> [WRITTEN EXERCISE 1]: From the passage on Transcontinental's history, list every publication named as part of the Telemedia publishing business acquired in 2000.

In 1979, the company entered the publishing industry after acquiring Les Journal des Affaires and SIC. It also purchased the Imprimerie Chartier printing plant. In 1984, the company went public on the Montreal Exchange, and later the Toronto Stock Exchange. Transcontinental subsequently performed a number of acquisitions over the decade that followed, including 20 Telemedia-owned community newspapers in the Montreal area, The Hockey News, and a number of commercial printing companies (including Southam Inc.'s plants and printing division), among others. In November 1999 Transcontinental acquired Canada's Information Technology publishing house Plesman Communications Inc., publishers of Computing Canada, CDN Computer Dealer News and Direction Informatique, among others. On January 29, 2000, GTC Transcontinental announced its acquisition of the publishing business of Telemedia for $150 million, including Canadian Living, Homemakers, and the Canadian editions of Elle and TV Guide. In 2002, Transcontinental acquired 12 newspapers and two printing plants in Atlantic Canada and Saskatchewan from CanWest Global for $255 million, in what was one of the company's largest transactions to date. In 2003, after receiving the contract to print La Presse, the company established its new Transcontinental Métropolitain printing plant.

In 2011, Transcontinental reached an agreement to exchange assets with the U.S. printer Quad/Graphics, acquiring six of its Canadian plants (dating back to its predecessor Quebecor World) and a prepress in Markham, Ontario, in exchange for Transcontinental's Mexican operations, and a stake in a black-and-white book printing operation owned by the company. In 2012, Rémi Marcoux stepped down as chair of the board, and was succeeded by his daughter Isabelle Marcoux.

In December 2013, Quebecor Media subsidiary Sun Media announced that it would sell 74 of its community newspapers in Quebec to Transcontinental in a deal valued at $75 million. The Competition Bureau approved the sale in May 2014, under the condition that Transcontinental divest 34 of its Quebec newspapers for competition reasons. To comply with the conditions, Transcontinental sold 14 newspapers to other parties (however, only 3 of them were slated to remain as print operations, as the remainder were to become online-only publications under their new owners), and shut down 20 of them entirely.

In March 2014, Transcontinental acquired U.S.-based Capri Packaging to expand into the flexible packaging market. The company described it as a "new promising growth area", amidst softening revenue in advertising, and decreases in its core printing businesses. In November 2014, Transcontinental sold 15 of its consumer magazines, including Canadian Living and The Hockey News, to Quebecor's Groupe TVA for $55.5 million. Transcontinental also received a contract to print magazines and marketing materials for TVA through 2021. The company stated that it wanted to focus more on its local properties.

> [DATASET ENTRIES]:
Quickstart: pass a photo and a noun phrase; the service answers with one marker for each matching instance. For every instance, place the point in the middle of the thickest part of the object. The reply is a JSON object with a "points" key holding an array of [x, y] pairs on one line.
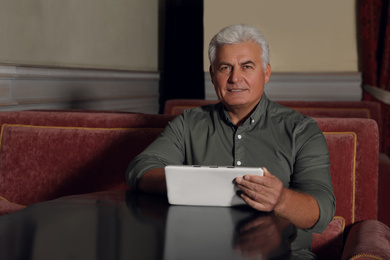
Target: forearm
{"points": [[300, 208], [153, 181]]}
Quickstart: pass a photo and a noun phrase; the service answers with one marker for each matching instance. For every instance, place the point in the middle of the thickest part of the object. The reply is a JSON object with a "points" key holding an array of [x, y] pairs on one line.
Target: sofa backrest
{"points": [[334, 109], [46, 155]]}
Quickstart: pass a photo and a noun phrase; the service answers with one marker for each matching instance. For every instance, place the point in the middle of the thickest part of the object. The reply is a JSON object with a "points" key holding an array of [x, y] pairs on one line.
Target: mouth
{"points": [[237, 90]]}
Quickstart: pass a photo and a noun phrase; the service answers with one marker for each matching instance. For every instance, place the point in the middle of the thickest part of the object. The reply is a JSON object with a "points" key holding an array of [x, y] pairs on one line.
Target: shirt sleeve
{"points": [[167, 149], [312, 171]]}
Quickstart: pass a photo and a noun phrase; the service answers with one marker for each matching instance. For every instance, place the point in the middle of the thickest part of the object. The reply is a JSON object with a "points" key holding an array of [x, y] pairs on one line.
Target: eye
{"points": [[225, 69]]}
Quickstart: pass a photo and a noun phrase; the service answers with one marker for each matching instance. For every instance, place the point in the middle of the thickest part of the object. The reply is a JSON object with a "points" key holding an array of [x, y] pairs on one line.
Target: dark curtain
{"points": [[181, 50], [374, 34]]}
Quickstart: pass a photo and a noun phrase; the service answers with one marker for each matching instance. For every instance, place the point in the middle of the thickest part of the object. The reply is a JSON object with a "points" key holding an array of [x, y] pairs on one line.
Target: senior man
{"points": [[247, 129]]}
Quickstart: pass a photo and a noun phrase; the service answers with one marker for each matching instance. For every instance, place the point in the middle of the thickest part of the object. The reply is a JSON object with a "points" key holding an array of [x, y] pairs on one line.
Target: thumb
{"points": [[266, 172]]}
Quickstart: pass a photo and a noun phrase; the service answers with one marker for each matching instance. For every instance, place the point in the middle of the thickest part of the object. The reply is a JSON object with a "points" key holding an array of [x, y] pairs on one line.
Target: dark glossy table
{"points": [[129, 225]]}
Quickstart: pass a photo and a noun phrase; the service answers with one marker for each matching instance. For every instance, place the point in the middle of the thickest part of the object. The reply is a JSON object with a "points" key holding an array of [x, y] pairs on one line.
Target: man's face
{"points": [[238, 76]]}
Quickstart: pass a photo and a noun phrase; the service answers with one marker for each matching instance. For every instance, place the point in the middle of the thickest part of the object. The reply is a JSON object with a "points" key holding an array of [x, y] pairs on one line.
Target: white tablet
{"points": [[205, 185]]}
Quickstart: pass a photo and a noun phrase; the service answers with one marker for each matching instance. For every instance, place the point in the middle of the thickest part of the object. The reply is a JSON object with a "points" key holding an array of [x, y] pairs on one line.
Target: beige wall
{"points": [[304, 35], [118, 34]]}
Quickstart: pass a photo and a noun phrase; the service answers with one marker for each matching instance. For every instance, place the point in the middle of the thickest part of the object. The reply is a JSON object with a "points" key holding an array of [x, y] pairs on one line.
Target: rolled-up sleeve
{"points": [[312, 172]]}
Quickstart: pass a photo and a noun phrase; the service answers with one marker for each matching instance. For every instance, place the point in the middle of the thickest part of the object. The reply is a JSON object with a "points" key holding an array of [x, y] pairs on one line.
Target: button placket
{"points": [[239, 148]]}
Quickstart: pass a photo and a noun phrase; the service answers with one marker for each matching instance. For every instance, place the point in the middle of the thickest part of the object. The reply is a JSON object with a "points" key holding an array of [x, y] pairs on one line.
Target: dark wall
{"points": [[181, 50]]}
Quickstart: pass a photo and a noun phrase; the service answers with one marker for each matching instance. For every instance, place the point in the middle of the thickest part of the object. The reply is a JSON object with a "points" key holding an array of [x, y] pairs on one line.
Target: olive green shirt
{"points": [[290, 145]]}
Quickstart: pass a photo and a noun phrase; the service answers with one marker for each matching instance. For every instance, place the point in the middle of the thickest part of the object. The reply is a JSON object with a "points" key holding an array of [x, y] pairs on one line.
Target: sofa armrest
{"points": [[368, 239], [7, 207]]}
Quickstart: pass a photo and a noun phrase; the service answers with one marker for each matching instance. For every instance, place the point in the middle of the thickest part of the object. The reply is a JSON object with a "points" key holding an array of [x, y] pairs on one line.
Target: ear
{"points": [[267, 73], [211, 74]]}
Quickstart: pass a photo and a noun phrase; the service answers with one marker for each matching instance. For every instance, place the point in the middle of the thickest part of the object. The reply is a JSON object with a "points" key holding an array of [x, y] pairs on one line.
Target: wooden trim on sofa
{"points": [[353, 170]]}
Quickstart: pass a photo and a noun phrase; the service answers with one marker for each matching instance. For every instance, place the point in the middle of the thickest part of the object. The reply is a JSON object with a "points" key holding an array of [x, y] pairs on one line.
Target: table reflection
{"points": [[130, 225]]}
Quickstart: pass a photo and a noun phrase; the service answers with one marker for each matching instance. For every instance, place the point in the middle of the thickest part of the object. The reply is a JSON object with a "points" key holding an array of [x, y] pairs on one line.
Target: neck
{"points": [[239, 115]]}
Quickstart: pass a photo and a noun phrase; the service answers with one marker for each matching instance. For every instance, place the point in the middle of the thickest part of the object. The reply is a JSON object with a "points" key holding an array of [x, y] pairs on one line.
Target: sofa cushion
{"points": [[41, 162], [330, 242]]}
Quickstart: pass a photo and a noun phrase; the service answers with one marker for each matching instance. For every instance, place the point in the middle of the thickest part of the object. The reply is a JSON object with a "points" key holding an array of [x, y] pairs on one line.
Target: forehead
{"points": [[245, 51]]}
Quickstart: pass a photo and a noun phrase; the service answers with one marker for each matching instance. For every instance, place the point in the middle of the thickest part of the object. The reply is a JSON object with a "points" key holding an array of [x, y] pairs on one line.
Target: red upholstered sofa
{"points": [[49, 154], [332, 109]]}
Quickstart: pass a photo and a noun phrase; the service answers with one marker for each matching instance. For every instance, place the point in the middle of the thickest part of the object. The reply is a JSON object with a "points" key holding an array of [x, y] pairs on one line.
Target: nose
{"points": [[235, 75]]}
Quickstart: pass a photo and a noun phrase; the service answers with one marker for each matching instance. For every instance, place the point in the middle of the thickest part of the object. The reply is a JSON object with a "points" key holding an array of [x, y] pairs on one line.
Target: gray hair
{"points": [[239, 33]]}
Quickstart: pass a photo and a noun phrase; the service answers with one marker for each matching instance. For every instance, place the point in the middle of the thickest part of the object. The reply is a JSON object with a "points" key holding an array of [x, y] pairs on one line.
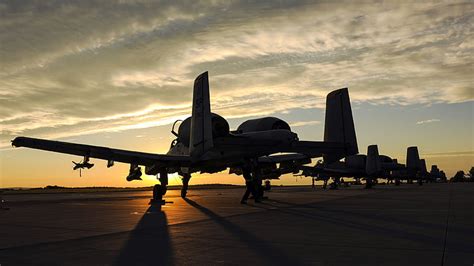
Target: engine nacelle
{"points": [[220, 128], [356, 161], [262, 124]]}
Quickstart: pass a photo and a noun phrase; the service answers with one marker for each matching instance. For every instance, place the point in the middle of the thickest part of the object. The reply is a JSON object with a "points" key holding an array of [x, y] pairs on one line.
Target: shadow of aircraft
{"points": [[149, 243], [262, 248]]}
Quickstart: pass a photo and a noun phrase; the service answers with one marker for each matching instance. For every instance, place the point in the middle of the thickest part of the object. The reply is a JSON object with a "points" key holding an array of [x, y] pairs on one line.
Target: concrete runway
{"points": [[387, 225]]}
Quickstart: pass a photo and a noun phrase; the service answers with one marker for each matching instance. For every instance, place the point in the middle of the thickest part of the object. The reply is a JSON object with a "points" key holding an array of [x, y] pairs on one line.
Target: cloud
{"points": [[304, 123], [75, 67], [427, 121]]}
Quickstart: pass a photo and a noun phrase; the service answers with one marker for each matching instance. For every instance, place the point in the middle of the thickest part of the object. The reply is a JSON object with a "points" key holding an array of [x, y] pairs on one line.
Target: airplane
{"points": [[413, 169], [357, 166], [204, 143]]}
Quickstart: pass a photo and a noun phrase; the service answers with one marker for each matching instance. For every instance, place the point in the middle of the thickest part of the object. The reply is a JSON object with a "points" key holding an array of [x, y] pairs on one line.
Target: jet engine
{"points": [[135, 173], [262, 124], [220, 128], [356, 161]]}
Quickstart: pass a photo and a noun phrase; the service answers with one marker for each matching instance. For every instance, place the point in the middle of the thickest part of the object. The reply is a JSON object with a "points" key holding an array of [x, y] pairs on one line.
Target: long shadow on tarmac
{"points": [[262, 248], [149, 243]]}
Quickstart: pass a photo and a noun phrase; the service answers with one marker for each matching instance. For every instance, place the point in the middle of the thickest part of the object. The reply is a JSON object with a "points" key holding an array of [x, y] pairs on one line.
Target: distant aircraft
{"points": [[414, 169], [205, 144], [358, 166]]}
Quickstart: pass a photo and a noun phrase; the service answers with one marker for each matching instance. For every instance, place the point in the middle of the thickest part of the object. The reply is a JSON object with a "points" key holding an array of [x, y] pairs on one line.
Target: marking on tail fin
{"points": [[201, 126]]}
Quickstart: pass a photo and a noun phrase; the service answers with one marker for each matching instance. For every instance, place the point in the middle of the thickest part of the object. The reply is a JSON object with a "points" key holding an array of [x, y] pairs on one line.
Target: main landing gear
{"points": [[184, 188], [159, 190]]}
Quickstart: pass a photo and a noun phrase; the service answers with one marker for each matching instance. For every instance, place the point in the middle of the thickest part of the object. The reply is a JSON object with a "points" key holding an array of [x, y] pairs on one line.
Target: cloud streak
{"points": [[72, 67], [428, 121]]}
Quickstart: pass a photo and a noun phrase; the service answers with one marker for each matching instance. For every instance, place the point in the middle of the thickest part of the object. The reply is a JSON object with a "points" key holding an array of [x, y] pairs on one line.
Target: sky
{"points": [[119, 73]]}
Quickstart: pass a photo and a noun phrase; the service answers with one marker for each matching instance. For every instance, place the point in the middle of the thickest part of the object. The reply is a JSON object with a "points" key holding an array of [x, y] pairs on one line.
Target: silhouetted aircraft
{"points": [[205, 144], [358, 166], [414, 169]]}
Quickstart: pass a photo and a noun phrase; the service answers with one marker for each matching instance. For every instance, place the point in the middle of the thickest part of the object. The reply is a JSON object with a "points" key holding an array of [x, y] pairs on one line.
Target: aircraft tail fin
{"points": [[339, 124], [422, 166], [413, 158], [373, 164], [201, 125]]}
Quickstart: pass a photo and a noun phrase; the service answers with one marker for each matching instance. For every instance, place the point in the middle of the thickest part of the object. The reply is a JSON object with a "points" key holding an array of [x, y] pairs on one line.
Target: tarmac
{"points": [[431, 224]]}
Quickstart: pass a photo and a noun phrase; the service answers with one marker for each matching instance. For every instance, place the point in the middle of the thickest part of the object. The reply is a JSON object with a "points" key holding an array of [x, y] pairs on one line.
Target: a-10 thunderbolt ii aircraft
{"points": [[358, 166], [205, 144], [414, 169]]}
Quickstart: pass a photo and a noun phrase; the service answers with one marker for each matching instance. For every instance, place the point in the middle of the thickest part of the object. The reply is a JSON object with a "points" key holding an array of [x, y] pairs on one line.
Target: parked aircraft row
{"points": [[259, 149]]}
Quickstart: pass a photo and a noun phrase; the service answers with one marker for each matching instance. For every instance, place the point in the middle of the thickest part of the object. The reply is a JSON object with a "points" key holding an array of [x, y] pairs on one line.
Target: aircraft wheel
{"points": [[158, 192]]}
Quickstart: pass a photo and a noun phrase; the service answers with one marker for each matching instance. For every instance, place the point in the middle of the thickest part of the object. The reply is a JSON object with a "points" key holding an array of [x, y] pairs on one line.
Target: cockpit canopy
{"points": [[220, 128], [262, 124]]}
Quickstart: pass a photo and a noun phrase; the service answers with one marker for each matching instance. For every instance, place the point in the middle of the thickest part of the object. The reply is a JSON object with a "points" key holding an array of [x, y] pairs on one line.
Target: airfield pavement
{"points": [[406, 225]]}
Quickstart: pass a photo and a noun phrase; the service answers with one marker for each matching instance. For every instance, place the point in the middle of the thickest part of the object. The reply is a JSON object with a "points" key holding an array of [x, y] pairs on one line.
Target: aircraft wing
{"points": [[329, 171], [281, 158], [104, 153], [318, 148]]}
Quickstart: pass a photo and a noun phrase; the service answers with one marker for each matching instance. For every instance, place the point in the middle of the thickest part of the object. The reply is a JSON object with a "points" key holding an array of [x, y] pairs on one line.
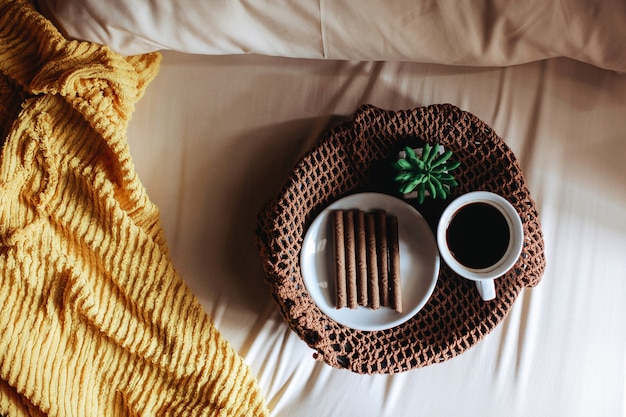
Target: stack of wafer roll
{"points": [[367, 259]]}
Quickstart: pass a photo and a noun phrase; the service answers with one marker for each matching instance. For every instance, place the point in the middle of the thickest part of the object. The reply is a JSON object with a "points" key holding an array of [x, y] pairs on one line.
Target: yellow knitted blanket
{"points": [[94, 320]]}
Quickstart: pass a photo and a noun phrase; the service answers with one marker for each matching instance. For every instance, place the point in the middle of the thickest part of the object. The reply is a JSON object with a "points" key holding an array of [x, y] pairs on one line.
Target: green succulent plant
{"points": [[429, 171]]}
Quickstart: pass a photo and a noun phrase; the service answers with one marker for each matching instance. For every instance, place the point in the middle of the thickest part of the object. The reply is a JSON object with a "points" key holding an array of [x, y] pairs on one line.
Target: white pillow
{"points": [[473, 32]]}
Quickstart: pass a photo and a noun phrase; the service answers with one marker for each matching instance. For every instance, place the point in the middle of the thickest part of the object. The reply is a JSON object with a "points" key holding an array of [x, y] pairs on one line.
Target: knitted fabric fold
{"points": [[94, 319]]}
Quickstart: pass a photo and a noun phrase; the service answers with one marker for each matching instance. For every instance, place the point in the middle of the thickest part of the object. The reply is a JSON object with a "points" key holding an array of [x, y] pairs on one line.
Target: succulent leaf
{"points": [[428, 172]]}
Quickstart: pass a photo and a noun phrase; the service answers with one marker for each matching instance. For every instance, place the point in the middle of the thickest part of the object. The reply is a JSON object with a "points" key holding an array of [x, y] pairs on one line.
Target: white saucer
{"points": [[419, 263]]}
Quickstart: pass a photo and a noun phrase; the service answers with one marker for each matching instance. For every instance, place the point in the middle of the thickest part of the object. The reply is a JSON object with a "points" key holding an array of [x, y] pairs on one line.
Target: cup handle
{"points": [[486, 289]]}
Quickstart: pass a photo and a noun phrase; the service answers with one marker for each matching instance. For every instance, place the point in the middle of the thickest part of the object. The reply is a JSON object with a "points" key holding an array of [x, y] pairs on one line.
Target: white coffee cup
{"points": [[480, 237]]}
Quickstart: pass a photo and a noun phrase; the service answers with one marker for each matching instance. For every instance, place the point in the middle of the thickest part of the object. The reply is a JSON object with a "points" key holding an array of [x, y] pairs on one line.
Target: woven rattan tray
{"points": [[354, 157]]}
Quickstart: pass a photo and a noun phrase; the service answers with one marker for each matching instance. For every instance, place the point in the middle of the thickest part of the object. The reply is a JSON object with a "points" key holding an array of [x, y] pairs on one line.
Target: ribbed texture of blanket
{"points": [[94, 320]]}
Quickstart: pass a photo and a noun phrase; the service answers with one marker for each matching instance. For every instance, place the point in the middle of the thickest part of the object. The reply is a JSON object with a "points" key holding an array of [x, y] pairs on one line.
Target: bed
{"points": [[244, 91]]}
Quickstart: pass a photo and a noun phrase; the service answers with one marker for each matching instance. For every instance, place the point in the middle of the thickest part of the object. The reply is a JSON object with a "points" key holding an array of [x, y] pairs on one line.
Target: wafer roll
{"points": [[394, 264], [381, 241], [372, 261], [350, 244], [361, 257], [340, 259]]}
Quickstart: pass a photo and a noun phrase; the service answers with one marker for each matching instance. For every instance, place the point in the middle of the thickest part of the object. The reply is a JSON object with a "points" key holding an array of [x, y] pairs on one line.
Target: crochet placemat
{"points": [[355, 156]]}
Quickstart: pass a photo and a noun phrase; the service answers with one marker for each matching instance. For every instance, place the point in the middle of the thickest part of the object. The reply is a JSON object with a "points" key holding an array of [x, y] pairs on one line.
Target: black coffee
{"points": [[478, 235]]}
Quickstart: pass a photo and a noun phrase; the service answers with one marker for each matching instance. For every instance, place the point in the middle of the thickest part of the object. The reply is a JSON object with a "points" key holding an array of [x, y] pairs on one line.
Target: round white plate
{"points": [[419, 263]]}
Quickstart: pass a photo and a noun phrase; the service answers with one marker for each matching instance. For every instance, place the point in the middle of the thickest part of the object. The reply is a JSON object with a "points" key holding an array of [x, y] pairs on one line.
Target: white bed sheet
{"points": [[214, 137]]}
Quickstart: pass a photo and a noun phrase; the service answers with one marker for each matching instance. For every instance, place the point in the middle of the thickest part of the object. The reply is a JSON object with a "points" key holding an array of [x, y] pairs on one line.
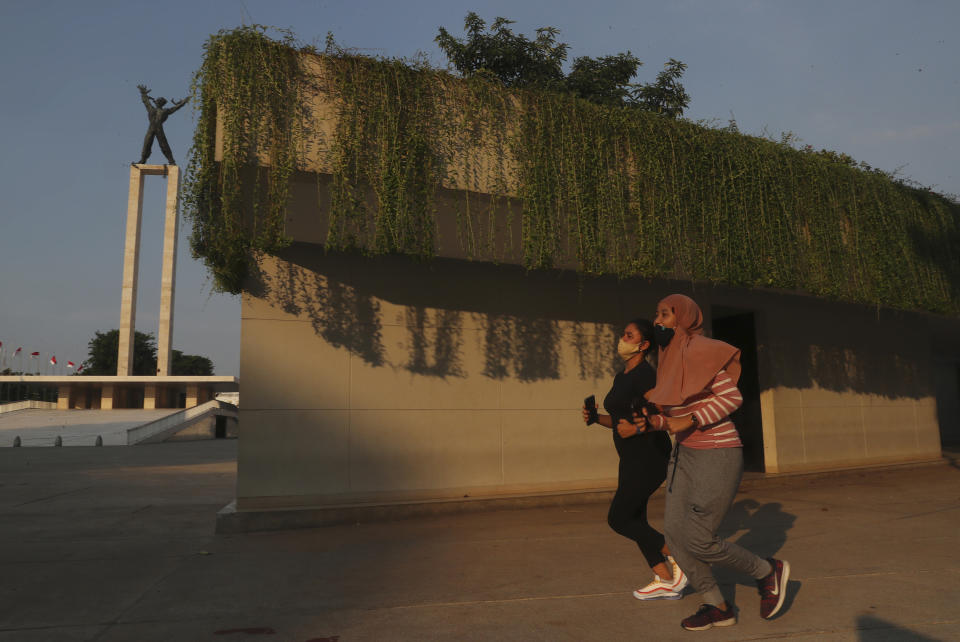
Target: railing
{"points": [[175, 421], [28, 405]]}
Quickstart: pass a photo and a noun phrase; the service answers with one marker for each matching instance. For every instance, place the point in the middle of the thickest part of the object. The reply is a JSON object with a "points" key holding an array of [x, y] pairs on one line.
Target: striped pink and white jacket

> [WRITTEN EXERCISE 2]: Tally the lines in the rows that contain the string "engine", matching case exactly. Reply with the number alone.

> [CORRECT RESULT 1]:
Canadian Living
Homemakers
Elle (Canadian edition)
TV Guide (Canadian edition)

> [CORRECT RESULT 2]: 2